═════ Given records ═════

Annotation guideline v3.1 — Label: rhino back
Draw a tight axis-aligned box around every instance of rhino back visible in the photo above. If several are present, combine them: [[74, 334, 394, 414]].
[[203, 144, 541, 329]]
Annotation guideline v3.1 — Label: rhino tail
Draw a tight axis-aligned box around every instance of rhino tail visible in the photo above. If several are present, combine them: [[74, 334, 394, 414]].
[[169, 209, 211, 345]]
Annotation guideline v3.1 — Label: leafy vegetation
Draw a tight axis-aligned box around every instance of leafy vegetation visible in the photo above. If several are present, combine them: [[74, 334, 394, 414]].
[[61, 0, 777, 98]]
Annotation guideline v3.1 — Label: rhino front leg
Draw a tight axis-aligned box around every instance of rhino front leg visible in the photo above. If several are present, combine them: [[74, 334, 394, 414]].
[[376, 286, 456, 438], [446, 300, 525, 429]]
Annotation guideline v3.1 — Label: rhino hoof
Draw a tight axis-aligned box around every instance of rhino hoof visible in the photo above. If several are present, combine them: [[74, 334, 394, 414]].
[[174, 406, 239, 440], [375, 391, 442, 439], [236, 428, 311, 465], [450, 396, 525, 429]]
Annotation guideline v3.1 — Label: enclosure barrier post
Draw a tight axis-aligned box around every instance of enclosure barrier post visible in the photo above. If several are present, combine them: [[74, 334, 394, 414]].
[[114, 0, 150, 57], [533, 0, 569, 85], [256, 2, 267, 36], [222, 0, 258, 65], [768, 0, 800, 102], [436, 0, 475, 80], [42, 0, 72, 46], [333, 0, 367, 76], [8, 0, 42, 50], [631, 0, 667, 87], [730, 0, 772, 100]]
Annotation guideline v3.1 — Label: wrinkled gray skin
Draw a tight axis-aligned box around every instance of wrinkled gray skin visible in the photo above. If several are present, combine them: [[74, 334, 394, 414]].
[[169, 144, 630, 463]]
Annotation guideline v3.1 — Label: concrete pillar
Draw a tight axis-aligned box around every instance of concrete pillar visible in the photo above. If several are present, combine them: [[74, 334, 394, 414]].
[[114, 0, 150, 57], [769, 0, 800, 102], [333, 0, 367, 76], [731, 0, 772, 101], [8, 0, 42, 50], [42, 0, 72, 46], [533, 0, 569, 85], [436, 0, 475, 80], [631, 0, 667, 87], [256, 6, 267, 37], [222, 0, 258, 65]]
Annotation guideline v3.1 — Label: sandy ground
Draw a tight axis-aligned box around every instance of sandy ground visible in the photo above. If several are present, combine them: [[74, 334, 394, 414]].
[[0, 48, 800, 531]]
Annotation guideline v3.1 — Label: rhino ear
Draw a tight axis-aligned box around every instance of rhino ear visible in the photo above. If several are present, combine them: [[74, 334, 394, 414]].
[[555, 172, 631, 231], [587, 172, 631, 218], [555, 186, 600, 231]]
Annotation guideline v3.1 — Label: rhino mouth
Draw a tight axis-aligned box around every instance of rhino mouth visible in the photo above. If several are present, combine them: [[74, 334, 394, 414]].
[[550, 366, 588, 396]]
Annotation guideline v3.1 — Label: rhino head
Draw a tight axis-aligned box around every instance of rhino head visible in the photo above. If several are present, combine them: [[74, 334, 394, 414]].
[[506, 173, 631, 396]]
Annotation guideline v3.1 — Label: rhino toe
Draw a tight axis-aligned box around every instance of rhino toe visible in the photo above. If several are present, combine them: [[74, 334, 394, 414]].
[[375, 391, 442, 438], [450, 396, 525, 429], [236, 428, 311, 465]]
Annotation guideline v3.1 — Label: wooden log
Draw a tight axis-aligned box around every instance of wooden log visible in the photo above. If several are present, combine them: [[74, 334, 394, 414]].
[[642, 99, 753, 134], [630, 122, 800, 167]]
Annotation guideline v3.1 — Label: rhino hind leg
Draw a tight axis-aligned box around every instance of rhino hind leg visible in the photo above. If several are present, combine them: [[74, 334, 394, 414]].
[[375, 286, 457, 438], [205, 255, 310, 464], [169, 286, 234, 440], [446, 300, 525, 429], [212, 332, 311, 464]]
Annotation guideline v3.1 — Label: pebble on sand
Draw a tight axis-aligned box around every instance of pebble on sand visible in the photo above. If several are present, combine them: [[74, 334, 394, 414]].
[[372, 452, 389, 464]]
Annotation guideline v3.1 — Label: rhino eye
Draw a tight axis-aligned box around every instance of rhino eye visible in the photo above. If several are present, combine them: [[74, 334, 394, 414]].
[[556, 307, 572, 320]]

═════

■ **Work instructions**:
Locate every line of the data above that contains the word "back" and copy each of those lines in full.

■ **Result**:
Annotation guideline v3.1 — Label: rhino back
Draw a tight axis-aligned box around every instance of rhino back visible in the photo above. If several are present, combine them: [[74, 334, 394, 414]].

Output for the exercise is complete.